• [Records provided]:

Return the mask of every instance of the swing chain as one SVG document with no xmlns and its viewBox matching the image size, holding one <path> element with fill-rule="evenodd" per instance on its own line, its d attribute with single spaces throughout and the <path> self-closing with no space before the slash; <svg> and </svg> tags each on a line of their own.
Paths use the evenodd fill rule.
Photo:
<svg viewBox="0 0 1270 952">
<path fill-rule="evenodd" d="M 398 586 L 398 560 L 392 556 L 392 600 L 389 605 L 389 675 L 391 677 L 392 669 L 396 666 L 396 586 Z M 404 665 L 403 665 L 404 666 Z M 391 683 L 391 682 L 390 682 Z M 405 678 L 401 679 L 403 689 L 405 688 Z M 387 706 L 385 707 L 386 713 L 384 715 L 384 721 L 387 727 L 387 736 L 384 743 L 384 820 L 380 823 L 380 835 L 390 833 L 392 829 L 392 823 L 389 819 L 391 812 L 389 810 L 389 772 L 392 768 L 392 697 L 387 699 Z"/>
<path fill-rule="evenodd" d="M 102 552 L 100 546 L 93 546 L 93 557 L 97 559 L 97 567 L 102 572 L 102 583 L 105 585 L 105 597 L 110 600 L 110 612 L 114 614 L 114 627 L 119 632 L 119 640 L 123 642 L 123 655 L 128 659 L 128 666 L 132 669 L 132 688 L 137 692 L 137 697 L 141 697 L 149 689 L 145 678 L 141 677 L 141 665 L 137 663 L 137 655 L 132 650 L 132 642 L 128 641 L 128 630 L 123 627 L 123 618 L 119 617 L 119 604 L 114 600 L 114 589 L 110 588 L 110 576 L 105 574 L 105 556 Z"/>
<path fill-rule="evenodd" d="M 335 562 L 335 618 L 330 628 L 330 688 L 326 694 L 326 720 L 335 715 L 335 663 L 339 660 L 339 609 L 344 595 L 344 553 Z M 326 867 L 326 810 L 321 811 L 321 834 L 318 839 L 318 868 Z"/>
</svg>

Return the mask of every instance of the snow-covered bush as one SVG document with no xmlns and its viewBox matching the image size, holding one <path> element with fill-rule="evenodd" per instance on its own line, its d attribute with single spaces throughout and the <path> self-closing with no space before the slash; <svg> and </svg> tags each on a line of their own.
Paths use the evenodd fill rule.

• [Instructions to follow]: Reproduce every line of the records, requests included, multiplying each number in the answers (viewBox dimensions and path coordinates) by 1.05 and rounding to the nearest whole number, with halves rounded up.

• [Problem solution]:
Return the mask of every instance of the swing chain as one SVG document with no xmlns and its viewBox matching the image size, holding one <path> element with fill-rule="evenodd" per instance on its own line, its d attribute with single spaces throughout and the <path> self-closing with no space before the slash; <svg> and </svg> tags each on a line of their own.
Paths use the evenodd fill rule.
Photo:
<svg viewBox="0 0 1334 1000">
<path fill-rule="evenodd" d="M 418 615 L 418 588 L 412 584 L 412 630 L 408 635 L 408 709 L 411 711 L 412 702 L 416 699 L 416 615 Z M 424 698 L 423 698 L 424 699 Z M 411 717 L 411 716 L 410 716 Z M 425 712 L 421 713 L 423 723 L 425 722 Z M 406 741 L 404 742 L 405 749 L 403 751 L 403 757 L 406 763 L 406 773 L 403 780 L 403 861 L 399 864 L 399 877 L 410 875 L 412 870 L 412 864 L 408 860 L 411 853 L 408 851 L 408 811 L 412 806 L 412 732 L 406 734 Z"/>
<path fill-rule="evenodd" d="M 107 580 L 105 573 L 98 573 L 98 585 L 102 587 L 102 595 L 107 601 L 107 612 L 110 614 L 110 627 L 116 630 L 116 643 L 120 645 L 120 658 L 125 664 L 125 672 L 129 674 L 129 688 L 134 692 L 134 699 L 139 702 L 139 722 L 144 727 L 144 732 L 148 732 L 156 723 L 152 712 L 148 711 L 148 698 L 144 696 L 144 688 L 139 683 L 139 674 L 134 673 L 134 662 L 129 658 L 129 649 L 125 648 L 125 634 L 120 630 L 120 618 L 116 617 L 116 605 L 110 603 L 110 584 Z"/>
<path fill-rule="evenodd" d="M 352 590 L 352 649 L 347 659 L 347 722 L 342 729 L 342 756 L 352 751 L 352 696 L 356 693 L 356 639 L 361 625 L 361 581 Z M 342 910 L 342 851 L 337 852 L 337 876 L 334 881 L 334 911 Z"/>
</svg>

Return the mask of every instance of the snow-covered bush as one SVG document with no xmlns and its viewBox matching the image size, holding one <path> element with fill-rule="evenodd" per instance on its own line, its d attribute with single spaces throughout and the <path> self-closing with no space before the slash; <svg> and </svg> tags each on a line of their own.
Paths use the evenodd fill rule.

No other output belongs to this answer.